## Start Article

Operating leases primarily relate to the Company’s leases of office spaces. When the terms of an operating lease include tenant improvement allowances, periods of free rent, rent concessions, and/or rent escalation amounts, the Company establishes a deferred rent liability for the difference between the scheduled rent payment and the straight-line rent expense recognized, which is amortized over the underlying lease term on a straight-line basis as a reduction of rent expense.

 

The Company has adopted Subtopic 350-30 of the FASB Accounting Standards Codification for intangible assets other than goodwill. Under the requirements, the Company amortizes the acquisition costs of intangible assets other than goodwill on a straight-line basis over their estimated useful lives, the terms of the exclusive licenses and/or agreements, or the terms of legal lives of the intangible assets , whichever is shorter . Upon becoming fully amortized, the related cost and accumulated amortization are removed from the accounts.

 

F-12

 

 

Cemtrex, Inc. and Subsidiaries

 

Related Parties

 

The Company follows subtopic 850-10 of the FASB Accounting Standards Codification for the identification of related parties and disclosure of related party transactions.

 

Pursuant to Section 850-10-20 the related parties include a. affiliates of the Company; b. entities for which investments in their equity securities would be required, absent the election of the fair value option under the Fair Value Option Subsection of Section 825–10–15, to be accounted for by the equity method by the investing entity; c. trusts for the benefit of employees, such as pension and profit-sharing trusts that are managed by or under the trusteeship of management; d. principal owners of the Company; e. management of the Company; f. other parties with which the Company may deal if one party controls or can significantly influence the management or operating policies of the other to an extent that one of the transacting parties might be prevented from fully pursuing its own separate interests; and g. other parties that can significantly influence the management or operating policies of the transacting parties or that have an ownership interest in one of the transacting parties and can significantly influence the other to an extent that one or more of the transacting parties might be prevented from fully pursuing its own separate interests.

## End Article
## Start Data section

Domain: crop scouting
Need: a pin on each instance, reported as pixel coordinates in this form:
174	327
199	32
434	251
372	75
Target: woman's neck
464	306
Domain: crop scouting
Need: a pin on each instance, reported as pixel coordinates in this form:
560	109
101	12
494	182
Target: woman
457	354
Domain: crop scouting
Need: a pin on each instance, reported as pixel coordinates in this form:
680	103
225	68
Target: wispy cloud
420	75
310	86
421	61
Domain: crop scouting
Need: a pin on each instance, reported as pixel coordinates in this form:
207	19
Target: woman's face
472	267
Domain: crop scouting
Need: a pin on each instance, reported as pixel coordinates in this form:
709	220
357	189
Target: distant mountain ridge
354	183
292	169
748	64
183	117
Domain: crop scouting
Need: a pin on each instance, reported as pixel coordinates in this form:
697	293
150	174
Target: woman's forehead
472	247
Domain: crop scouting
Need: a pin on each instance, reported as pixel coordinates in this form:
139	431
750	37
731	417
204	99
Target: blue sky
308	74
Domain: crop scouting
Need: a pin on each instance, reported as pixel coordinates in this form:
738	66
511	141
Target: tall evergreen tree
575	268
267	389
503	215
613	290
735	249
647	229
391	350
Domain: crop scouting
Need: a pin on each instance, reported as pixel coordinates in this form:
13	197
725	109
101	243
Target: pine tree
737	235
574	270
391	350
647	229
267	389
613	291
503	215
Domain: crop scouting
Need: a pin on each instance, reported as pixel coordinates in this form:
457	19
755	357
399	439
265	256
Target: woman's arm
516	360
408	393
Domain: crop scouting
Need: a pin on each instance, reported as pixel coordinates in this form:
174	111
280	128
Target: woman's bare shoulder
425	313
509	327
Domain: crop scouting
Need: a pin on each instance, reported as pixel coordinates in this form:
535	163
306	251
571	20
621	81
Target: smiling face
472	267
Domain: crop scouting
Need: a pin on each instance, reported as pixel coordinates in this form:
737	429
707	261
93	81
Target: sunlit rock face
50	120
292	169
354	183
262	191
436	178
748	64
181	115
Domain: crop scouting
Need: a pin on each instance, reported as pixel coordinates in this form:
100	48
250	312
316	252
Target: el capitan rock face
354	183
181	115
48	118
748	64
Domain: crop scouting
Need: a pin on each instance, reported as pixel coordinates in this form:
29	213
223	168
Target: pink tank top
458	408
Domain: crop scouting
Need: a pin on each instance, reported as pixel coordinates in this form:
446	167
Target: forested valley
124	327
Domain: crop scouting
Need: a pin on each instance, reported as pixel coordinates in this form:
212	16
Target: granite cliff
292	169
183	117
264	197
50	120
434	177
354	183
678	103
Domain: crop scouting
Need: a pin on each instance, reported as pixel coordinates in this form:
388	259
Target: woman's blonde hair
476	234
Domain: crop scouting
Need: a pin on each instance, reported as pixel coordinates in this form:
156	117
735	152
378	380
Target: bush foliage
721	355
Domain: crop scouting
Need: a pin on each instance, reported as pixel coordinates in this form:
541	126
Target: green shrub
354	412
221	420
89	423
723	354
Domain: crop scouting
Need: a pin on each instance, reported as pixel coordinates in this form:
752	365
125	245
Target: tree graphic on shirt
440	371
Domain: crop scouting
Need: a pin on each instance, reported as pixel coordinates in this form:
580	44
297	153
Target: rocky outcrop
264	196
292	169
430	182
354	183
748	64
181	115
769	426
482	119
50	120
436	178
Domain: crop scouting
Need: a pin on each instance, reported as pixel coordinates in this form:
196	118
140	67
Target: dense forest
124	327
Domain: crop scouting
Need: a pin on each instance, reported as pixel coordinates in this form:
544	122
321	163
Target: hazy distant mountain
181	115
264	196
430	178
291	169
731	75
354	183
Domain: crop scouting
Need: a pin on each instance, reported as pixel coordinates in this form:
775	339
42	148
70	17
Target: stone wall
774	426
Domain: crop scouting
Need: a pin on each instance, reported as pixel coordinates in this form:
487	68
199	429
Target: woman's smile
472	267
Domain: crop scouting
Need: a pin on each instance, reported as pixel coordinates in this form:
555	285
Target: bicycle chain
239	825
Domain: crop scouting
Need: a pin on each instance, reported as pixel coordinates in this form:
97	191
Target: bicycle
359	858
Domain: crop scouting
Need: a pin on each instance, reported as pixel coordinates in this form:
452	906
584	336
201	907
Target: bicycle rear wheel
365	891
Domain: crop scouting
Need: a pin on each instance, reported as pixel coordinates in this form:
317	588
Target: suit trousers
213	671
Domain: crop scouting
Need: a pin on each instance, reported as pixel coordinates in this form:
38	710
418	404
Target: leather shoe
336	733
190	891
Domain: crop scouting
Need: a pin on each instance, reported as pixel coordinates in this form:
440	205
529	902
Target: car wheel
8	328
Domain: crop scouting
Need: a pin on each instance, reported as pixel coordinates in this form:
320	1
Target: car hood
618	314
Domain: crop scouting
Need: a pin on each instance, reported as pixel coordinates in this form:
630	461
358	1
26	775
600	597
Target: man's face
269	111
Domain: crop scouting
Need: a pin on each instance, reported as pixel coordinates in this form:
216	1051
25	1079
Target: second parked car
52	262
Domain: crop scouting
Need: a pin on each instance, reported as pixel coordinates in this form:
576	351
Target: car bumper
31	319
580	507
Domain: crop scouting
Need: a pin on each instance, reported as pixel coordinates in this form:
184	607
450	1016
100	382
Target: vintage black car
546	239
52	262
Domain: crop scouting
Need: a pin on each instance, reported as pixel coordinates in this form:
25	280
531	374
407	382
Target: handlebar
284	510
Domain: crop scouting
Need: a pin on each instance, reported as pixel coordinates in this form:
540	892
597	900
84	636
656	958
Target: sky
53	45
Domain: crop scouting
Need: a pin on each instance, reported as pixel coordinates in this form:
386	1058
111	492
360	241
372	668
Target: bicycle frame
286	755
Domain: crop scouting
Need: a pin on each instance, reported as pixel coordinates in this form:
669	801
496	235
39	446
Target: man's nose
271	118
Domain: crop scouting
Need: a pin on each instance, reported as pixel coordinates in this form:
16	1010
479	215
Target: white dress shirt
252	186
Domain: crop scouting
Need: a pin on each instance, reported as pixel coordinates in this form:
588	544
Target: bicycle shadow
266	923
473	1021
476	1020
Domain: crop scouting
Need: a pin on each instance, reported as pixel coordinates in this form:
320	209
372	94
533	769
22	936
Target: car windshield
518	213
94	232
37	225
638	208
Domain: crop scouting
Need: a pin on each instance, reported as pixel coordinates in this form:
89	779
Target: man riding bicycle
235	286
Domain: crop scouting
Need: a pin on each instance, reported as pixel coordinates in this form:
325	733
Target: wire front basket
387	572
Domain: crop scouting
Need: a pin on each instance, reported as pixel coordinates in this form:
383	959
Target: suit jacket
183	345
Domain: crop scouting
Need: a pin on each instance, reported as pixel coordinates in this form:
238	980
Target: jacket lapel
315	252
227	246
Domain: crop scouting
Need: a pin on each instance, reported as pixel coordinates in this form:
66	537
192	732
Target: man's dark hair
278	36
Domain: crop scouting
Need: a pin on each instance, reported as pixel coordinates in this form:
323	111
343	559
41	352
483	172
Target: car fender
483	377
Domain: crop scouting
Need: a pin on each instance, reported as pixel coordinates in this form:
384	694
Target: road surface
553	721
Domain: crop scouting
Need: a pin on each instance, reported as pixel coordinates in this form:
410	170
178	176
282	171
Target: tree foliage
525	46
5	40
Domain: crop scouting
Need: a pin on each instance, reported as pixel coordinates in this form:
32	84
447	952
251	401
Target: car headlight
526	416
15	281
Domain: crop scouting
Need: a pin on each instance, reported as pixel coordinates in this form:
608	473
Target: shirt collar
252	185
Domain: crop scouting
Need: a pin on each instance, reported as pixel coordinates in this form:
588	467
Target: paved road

## End Data section

[Given exercise] From the excerpt on accounting policies, list every lease term that, when included in an operating lease, leads the Company to set up a deferred rent liability.

[Response below]
- Tenant improvement allowances
- Periods of free rent
- Rent concessions
- Rent escalation amounts